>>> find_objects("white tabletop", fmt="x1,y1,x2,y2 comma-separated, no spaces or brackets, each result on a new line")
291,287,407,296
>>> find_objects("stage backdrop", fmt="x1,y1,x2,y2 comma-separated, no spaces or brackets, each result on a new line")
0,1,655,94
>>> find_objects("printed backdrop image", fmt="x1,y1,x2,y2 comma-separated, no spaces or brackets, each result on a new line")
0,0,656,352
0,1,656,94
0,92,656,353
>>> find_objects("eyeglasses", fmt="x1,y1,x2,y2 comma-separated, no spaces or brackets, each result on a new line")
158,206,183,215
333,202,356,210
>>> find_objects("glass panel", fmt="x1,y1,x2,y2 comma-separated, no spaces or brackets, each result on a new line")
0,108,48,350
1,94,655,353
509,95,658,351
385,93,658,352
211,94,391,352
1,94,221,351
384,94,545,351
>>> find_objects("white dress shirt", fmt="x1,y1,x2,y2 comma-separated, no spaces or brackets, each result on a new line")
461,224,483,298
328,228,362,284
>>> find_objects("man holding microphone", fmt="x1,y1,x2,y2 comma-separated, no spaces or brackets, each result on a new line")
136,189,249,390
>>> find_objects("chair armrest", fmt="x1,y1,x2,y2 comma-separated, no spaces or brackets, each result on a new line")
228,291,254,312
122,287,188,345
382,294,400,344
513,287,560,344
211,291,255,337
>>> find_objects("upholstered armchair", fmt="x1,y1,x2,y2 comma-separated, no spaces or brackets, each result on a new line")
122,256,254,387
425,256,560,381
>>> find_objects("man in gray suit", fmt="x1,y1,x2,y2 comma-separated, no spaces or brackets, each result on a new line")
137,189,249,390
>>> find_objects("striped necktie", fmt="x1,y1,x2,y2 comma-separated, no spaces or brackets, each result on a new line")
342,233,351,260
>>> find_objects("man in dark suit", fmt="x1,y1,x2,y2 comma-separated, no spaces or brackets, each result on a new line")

Exercise prompt:
Restate every line of the listing word for word.

Finished task:
>>> find_objects("white tabletop", fmt="x1,y1,x2,y2 comma-separated, no spaces or brackets, each result on a new line")
291,287,407,296
>>> find_objects("stage backdrop", fmt="x1,y1,x2,y2 comma-separated, no spaces or brackets, each result on a new line")
0,1,655,94
>>> find_objects("printed backdrop image", fmt="x1,y1,x2,y2 comma-separated, no spaces or brackets, each result on a new line")
0,0,656,352
0,1,656,94
0,92,656,353
>>> find_objects("eyeglasses", fmt="x1,y1,x2,y2 comma-separated, no spaces or brackets, each result on a new line")
158,206,183,215
333,202,356,210
>>> find_objects("glass panel", fmt="x1,y1,x2,y2 comma-separated, no spaces or brackets, each result on a new line")
0,108,48,350
1,94,655,353
509,95,658,351
385,93,658,352
211,94,391,352
1,94,221,351
384,94,545,351
>>> find_objects("white dress shirt", fmt="x1,y1,x2,y2 comma-separated, no spaces or brackets, each result on a new line")
461,224,483,298
328,228,362,284
>>> find_objects("man holding microphone", fmt="x1,y1,x2,y2 comma-separated, no spaces or brackets, each result on a new line")
136,189,249,390
>>> find_objects("chair armrest", fmt="x1,y1,x2,y2 comma-separated, no spaces or brackets, each result on a new line")
228,291,254,312
122,287,188,345
382,294,400,344
513,287,560,344
211,291,255,337
>>> find_objects("upholstered armchair", fmt="x1,y1,x2,y2 comma-separated, no spaces or brackets, each result on a new line")
122,256,254,387
425,256,560,381
>>> find_objects("man in gray suit", fmt="x1,y1,x2,y2 comma-separated, no spaces or brackets, each result on a new line")
137,189,249,390
>>> find_objects("striped necktie", fmt="x1,y1,x2,y2 comma-separated, no spaces or brackets, each result on a new line")
342,233,351,260
>>> find_objects("man in dark suit", fmt="x1,y1,x2,y2 comma-separated, no spaces or brackets, each result on a new line")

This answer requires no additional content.